• **Task requirements**
Copy every line below that has the word "tree" in it.

Natural-language object grounding data
_ _ _

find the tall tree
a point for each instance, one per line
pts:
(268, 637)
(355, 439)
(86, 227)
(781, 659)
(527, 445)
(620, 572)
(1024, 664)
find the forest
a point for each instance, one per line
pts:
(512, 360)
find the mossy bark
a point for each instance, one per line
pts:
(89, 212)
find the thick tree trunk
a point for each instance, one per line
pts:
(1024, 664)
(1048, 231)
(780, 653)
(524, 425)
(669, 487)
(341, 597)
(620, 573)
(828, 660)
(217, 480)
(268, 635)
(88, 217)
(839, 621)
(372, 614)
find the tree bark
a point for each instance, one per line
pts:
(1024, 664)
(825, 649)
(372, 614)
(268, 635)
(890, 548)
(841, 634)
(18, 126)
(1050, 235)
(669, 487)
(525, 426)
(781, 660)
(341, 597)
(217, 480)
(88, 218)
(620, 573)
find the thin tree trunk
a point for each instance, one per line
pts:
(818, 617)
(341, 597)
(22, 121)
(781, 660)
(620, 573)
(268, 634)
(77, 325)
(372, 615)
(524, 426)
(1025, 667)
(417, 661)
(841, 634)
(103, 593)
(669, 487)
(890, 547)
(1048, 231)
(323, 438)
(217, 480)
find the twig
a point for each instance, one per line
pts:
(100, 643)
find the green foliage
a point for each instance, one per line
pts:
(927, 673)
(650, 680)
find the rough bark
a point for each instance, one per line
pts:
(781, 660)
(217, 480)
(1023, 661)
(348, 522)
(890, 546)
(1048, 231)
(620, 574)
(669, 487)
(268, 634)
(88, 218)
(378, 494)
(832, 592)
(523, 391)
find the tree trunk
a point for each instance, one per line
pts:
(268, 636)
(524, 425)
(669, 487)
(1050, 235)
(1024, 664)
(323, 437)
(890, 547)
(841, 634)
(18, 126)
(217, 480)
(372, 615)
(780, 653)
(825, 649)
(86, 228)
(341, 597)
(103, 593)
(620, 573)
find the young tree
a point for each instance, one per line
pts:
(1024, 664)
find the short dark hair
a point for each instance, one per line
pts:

_ _ _

• **Task response**
find the tall tree
find the thick tree trunk
find the tree bark
find the thin tree trunk
find the tree trunk
find the young tree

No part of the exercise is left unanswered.